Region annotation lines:
----------------------------------------
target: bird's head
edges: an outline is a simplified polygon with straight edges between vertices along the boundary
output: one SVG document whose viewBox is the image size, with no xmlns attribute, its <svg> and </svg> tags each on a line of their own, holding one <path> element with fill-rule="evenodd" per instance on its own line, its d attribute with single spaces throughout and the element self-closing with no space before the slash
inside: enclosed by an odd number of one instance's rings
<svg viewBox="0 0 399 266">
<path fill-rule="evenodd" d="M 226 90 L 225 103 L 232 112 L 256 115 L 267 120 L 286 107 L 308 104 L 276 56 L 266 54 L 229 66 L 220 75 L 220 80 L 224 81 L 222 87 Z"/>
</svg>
----------------------------------------
Instructions to follow
Rewrite the lines above, switching "vertices" to "corner points" and leaving everything else unchanged.

Result of this task
target: bird's head
edges: an outline is a simplified polygon with straight edges between corner points along the boundary
output: one SVG document whose viewBox is the image size, with no xmlns attribute, its <svg> and </svg> tags each on a line of their own, holding one <path> element with fill-rule="evenodd" per instance on its own line, its d attribute with single spaces throughout and the element self-closing with no space before the slash
inside: enclosed by an odd number of one instance's rings
<svg viewBox="0 0 399 266">
<path fill-rule="evenodd" d="M 226 90 L 225 103 L 232 112 L 256 115 L 267 120 L 286 107 L 308 104 L 276 56 L 266 54 L 229 66 L 220 75 L 220 80 L 224 81 L 222 87 Z"/>
</svg>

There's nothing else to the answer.